** START OF Records for the exercise **
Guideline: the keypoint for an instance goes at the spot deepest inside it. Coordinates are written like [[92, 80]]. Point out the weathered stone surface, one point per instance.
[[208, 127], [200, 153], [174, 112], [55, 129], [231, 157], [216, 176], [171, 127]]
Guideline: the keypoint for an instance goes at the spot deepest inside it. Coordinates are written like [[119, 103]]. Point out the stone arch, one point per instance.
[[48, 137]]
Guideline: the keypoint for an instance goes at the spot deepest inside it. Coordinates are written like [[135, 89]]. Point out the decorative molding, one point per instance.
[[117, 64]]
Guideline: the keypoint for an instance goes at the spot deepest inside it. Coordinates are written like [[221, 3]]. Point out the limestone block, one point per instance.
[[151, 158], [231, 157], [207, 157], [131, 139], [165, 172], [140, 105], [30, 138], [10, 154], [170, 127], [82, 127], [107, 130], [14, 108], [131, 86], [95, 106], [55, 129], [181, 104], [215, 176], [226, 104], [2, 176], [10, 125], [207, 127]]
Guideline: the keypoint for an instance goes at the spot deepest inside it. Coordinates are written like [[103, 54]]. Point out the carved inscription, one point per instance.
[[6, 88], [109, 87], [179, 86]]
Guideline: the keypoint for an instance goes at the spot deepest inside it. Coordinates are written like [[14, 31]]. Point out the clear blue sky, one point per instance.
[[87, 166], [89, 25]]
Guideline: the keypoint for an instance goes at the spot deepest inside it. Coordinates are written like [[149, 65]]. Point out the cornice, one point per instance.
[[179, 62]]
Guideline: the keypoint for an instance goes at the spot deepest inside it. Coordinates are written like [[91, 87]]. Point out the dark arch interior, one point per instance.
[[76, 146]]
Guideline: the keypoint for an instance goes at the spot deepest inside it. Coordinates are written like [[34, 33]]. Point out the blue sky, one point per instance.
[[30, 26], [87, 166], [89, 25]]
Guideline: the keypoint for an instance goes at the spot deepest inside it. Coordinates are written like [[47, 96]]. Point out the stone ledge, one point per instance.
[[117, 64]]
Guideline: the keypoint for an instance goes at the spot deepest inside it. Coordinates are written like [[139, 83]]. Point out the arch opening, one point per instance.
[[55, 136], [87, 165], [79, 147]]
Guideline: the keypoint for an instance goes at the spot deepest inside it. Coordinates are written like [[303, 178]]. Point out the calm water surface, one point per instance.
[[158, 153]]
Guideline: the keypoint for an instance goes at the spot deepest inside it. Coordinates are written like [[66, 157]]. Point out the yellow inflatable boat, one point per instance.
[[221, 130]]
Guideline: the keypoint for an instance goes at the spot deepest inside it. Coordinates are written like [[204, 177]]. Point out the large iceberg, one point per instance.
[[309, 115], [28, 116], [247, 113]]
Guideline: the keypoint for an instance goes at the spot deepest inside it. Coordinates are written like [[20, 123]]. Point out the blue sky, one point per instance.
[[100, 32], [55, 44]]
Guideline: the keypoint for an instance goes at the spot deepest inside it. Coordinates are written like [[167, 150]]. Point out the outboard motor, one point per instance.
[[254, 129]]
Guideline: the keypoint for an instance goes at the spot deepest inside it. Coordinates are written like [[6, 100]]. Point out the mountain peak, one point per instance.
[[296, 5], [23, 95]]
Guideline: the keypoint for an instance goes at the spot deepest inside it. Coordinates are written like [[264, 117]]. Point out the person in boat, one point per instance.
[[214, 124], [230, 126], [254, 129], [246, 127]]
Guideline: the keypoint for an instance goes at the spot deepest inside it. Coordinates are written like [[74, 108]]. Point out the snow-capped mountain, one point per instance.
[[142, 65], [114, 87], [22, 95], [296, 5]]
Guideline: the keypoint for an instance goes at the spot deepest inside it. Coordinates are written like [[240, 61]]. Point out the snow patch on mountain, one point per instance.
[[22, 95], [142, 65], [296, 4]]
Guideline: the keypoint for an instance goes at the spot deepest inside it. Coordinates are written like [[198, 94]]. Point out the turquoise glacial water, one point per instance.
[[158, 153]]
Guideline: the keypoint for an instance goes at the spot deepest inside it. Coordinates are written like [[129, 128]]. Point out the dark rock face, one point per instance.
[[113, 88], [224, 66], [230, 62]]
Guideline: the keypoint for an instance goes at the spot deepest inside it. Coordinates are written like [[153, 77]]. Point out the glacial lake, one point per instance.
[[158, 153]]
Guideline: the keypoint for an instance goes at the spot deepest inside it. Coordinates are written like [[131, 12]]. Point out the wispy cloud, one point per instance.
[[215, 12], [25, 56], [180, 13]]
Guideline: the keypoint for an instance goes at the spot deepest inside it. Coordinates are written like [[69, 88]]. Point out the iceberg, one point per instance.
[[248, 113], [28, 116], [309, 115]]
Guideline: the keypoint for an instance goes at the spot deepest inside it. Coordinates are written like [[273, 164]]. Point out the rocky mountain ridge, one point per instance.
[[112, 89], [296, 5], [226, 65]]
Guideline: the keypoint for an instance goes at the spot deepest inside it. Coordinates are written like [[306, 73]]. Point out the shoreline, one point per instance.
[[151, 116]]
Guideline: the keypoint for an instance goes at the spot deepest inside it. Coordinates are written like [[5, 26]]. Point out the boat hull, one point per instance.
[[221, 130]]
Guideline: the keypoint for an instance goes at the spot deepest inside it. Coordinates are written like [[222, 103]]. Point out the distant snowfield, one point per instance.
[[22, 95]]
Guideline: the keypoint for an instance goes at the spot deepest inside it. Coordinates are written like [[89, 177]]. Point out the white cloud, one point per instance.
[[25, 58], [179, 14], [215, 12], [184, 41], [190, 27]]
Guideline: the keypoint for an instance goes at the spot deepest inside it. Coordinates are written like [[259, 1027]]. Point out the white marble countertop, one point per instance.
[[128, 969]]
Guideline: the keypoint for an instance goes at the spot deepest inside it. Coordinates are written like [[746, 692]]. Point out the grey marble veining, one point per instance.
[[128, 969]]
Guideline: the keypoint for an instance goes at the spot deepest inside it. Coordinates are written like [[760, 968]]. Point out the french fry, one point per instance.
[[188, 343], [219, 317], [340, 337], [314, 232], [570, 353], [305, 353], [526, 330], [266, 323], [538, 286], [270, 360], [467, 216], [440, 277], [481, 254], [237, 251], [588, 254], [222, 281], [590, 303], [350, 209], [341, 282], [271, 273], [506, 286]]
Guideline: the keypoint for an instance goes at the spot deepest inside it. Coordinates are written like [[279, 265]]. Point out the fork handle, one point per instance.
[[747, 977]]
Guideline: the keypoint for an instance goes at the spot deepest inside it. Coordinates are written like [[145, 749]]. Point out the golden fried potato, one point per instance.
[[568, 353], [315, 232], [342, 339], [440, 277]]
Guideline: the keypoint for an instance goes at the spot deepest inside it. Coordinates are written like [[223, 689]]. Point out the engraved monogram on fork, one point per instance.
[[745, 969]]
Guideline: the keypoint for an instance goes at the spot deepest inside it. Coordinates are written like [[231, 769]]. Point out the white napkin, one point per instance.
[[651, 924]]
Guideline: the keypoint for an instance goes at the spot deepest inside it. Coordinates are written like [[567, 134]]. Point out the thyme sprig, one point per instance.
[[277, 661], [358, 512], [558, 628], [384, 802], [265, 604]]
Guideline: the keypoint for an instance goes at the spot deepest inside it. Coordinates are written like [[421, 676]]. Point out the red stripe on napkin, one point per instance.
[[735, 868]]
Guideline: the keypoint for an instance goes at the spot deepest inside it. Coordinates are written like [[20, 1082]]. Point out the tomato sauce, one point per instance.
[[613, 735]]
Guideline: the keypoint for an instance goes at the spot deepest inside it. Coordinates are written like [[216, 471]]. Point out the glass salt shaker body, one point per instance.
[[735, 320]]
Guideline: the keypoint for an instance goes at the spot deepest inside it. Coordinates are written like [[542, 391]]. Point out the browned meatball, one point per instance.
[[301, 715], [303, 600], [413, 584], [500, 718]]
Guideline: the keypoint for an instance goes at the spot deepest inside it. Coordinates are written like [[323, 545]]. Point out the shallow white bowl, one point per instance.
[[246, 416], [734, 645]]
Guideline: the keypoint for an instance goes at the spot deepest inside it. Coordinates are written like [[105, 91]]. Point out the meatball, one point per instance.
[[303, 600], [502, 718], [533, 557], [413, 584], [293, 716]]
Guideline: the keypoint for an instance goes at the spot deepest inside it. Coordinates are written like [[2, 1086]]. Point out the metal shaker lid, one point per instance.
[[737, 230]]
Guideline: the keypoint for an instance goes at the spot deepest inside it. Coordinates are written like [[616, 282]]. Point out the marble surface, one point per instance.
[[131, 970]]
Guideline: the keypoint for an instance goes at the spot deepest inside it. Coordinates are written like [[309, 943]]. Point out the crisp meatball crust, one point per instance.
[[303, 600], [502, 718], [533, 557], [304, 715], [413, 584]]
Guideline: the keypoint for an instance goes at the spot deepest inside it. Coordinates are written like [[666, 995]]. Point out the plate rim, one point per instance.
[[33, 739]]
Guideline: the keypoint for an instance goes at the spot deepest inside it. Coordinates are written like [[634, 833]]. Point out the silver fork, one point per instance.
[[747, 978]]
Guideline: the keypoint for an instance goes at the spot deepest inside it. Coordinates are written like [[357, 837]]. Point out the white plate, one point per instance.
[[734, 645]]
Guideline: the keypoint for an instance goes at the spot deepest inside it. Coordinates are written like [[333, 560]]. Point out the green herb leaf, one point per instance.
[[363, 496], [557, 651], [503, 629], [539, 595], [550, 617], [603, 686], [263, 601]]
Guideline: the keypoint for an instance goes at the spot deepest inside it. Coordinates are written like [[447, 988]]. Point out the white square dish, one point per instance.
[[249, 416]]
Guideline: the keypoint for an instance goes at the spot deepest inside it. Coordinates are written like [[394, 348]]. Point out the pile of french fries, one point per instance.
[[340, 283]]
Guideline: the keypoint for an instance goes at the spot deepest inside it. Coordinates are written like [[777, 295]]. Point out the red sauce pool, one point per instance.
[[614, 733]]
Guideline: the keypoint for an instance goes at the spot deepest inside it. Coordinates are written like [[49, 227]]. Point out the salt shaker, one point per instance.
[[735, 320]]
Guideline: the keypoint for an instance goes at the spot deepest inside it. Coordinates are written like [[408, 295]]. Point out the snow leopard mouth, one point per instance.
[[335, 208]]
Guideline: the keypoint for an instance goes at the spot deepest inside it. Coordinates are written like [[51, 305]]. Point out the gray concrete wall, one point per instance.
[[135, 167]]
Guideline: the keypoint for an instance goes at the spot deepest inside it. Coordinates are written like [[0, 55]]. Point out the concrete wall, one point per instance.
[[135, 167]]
** END OF Records for the exercise **
• _To do_
Please copy out the records above, from the line that contains "large iceberg, one point per instance." through the line that contains "[[100, 32], [55, 44]]", with both of those lines included.

• _Answer for this exercise_
Guideline: the keypoint for an instance goes at the spot deepest inside it. Coordinates are written like [[204, 177]]. Point out the large iceberg, one point per instance.
[[309, 115], [28, 116], [247, 113]]
Guideline: the keypoint for an instance goes at the spot deepest inside it. Coordinates are written like [[20, 123]]. Point out the blue sky, one point per instance.
[[100, 32], [55, 44]]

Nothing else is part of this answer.